*Exercise directions*.
Give the data a second time, exactly and in full.

[Begin]

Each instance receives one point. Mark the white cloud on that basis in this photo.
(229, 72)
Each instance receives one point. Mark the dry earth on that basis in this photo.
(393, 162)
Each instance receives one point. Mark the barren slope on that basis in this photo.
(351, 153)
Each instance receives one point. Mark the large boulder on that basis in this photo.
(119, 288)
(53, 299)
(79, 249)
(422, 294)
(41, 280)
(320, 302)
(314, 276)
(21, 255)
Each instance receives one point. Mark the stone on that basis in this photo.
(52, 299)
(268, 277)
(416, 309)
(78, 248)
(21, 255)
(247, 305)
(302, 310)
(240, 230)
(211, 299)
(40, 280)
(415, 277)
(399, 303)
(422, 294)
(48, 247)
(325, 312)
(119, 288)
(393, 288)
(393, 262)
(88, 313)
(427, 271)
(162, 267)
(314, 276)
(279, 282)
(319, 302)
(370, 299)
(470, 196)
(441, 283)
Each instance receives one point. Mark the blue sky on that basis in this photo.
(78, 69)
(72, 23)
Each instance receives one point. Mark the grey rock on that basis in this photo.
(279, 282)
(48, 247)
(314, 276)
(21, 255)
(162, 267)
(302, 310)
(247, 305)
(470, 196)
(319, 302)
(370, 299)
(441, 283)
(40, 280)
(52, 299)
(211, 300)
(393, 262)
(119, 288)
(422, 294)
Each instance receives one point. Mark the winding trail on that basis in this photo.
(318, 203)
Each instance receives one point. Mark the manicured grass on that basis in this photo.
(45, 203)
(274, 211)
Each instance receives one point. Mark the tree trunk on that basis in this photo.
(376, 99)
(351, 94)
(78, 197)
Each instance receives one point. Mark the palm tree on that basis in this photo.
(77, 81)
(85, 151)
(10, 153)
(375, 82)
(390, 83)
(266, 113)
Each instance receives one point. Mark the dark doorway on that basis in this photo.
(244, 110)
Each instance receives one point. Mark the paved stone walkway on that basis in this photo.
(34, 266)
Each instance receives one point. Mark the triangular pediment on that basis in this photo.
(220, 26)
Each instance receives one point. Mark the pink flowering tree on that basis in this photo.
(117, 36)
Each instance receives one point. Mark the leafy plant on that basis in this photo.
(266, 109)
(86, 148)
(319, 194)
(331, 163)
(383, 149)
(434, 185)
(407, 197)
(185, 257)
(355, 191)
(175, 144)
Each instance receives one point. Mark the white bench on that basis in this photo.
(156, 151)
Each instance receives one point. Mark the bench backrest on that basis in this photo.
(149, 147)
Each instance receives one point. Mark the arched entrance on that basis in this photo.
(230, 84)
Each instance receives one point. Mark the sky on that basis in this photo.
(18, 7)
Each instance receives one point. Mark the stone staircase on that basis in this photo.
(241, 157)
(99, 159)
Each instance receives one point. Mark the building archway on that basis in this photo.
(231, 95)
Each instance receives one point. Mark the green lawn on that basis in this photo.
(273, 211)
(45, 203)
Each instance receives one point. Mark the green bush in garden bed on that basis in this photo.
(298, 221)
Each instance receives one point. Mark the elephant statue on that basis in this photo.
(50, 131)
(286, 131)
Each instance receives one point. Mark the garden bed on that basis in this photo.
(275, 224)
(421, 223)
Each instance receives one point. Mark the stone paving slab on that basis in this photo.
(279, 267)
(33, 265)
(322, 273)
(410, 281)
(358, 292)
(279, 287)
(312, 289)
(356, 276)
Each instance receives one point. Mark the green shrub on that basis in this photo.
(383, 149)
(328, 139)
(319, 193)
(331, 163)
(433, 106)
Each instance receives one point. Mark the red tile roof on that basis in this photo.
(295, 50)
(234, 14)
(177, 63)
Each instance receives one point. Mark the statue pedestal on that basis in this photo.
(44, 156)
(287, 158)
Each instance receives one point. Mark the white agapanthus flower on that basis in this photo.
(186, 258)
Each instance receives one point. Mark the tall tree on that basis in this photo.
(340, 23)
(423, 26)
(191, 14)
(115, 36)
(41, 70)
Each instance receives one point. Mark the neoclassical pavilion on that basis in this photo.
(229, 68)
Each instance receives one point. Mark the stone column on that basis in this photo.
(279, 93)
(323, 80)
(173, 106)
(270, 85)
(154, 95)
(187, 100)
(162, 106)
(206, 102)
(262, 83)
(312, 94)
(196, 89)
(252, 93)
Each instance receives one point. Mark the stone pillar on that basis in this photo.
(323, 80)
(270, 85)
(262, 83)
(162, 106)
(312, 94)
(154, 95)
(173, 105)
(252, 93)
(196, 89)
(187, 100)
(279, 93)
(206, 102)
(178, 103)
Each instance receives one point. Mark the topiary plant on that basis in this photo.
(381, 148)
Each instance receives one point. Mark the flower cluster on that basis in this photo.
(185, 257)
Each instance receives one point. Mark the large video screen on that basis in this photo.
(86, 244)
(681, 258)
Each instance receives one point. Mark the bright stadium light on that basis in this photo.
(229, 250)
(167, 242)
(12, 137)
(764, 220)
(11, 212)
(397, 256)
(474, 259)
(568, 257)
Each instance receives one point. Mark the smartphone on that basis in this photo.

[End]

*Solution for this exercise*.
Each instance receives one point. Mark the white cloud on that basis in this photo.
(229, 72)
Each instance receives one point. Mark the dry earth on that basis in this photo.
(393, 162)
Each instance receives one point. Mark the barren slope on that basis in this photo.
(351, 153)
Each instance receives one point. Mark the large boulder on that basis in this photo.
(119, 288)
(53, 299)
(79, 249)
(422, 294)
(41, 280)
(320, 302)
(314, 276)
(21, 255)
Each instance receives one point. Mark the stone on that basis in this photo.
(52, 299)
(268, 277)
(416, 309)
(78, 248)
(21, 255)
(247, 305)
(302, 310)
(240, 230)
(211, 299)
(40, 280)
(415, 277)
(399, 303)
(422, 294)
(48, 247)
(325, 312)
(119, 288)
(393, 288)
(393, 262)
(88, 313)
(427, 271)
(162, 267)
(314, 276)
(279, 282)
(319, 302)
(370, 299)
(470, 196)
(441, 283)
Each instance receives one point. Mark the blue sky on that basis in this photo.
(78, 69)
(72, 23)
Each instance receives one point. Mark the grey rock on that basis in this photo.
(279, 282)
(48, 247)
(314, 276)
(21, 255)
(162, 267)
(302, 310)
(247, 305)
(470, 196)
(319, 302)
(370, 299)
(441, 283)
(40, 280)
(52, 299)
(211, 300)
(393, 262)
(119, 288)
(422, 294)
Each instance receives one point. Mark the winding trail on that basis in this photo.
(318, 203)
Each instance receives one point. Mark the manicured grass on that basis in this photo.
(45, 203)
(274, 211)
Each instance receives one point. Mark the tree trunk on that basis in this photo.
(376, 99)
(351, 94)
(78, 197)
Each instance receives one point. Mark the palm tree on that basis in this photo.
(77, 81)
(85, 151)
(10, 153)
(375, 82)
(390, 83)
(266, 113)
Each instance receives one point. Mark the dark doorway on that basis in this photo.
(244, 110)
Each instance receives one point. Mark the paved stone walkway on that basis in this photo.
(34, 266)
Each instance receives one point. Mark the triangular pediment on that basis in this photo.
(220, 26)
Each instance receives one point. Mark the pink flowering tree on that basis in this photo.
(117, 36)
Each instance receives one point. Mark the leafy plant on that basis in this photo.
(266, 109)
(86, 148)
(319, 194)
(331, 163)
(383, 149)
(434, 185)
(407, 197)
(185, 257)
(355, 191)
(175, 144)
Each instance receives one point. Mark the white bench on that basis in this photo.
(156, 151)
Each instance receives one point. Mark the bench backrest on that basis in this photo.
(149, 147)
Each instance receives one point. Mark the arched entrance on that basis in this photo.
(230, 84)
Each instance receives one point. Mark the sky on that basis in this photo.
(18, 7)
Each instance receives one point. Mark the stone staircase on that basis in this photo.
(241, 157)
(99, 159)
Each instance receives one point. Mark the building archway on that basis in this photo.
(231, 95)
Each instance receives one point. Mark the green lawn on that basis in this photo.
(273, 211)
(45, 203)
Each instance receives one point. Mark the green bush in garden bed on that basis in this photo.
(298, 221)
Each instance receives one point. Mark the elephant statue on that basis in this photo.
(50, 131)
(286, 131)
Each instance receives one point. Mark the garden bed on that basis in this photo.
(275, 224)
(421, 223)
Each instance receives one point. Mark the stone paving slab on that basis in this photo.
(279, 267)
(33, 265)
(322, 273)
(410, 281)
(358, 292)
(279, 287)
(312, 289)
(356, 276)
Each instance receives one point. Mark the green shrub on that basis in this photo.
(383, 149)
(328, 139)
(319, 193)
(331, 163)
(433, 106)
Each instance receives one point. Mark the red tile roof on that basis in this photo.
(295, 50)
(234, 14)
(177, 63)
Each instance receives one point. Mark the statue pedestal on that basis in this photo.
(44, 156)
(287, 158)
Each instance receives one point. Mark the white agapanthus flower on that basis in this photo.
(186, 258)
Each instance receives one point. Mark the tall tree on that basis in this photo.
(340, 23)
(423, 26)
(191, 14)
(115, 36)
(41, 70)
Each instance receives one point. Mark the neoclassical pavilion on that basis in this photo.
(229, 68)
Each instance receives one point. Mark the stone column on that basis in this photo.
(279, 93)
(323, 80)
(173, 106)
(270, 85)
(154, 95)
(187, 100)
(162, 106)
(206, 102)
(262, 83)
(312, 94)
(196, 89)
(252, 93)
Each instance receives one point. Mark the stone pillar on that basis in this photo.
(323, 80)
(270, 85)
(262, 83)
(162, 106)
(312, 94)
(154, 95)
(173, 105)
(252, 93)
(196, 89)
(187, 100)
(279, 93)
(206, 102)
(178, 103)
Each instance receives one point. Mark the topiary plant on that basis in this photo.
(381, 148)
Each instance receives one point. Mark the flower cluster on that basis in this photo.
(185, 257)
Each instance receives one point. Mark the large video screen on that basis in this photo.
(86, 244)
(681, 258)
Each instance receives one point. Mark the bright stadium light on that basis in this photo.
(229, 250)
(167, 242)
(12, 137)
(764, 220)
(11, 212)
(397, 256)
(474, 259)
(568, 257)
Each instance receives one point. Mark the smartphone on that basis in this photo.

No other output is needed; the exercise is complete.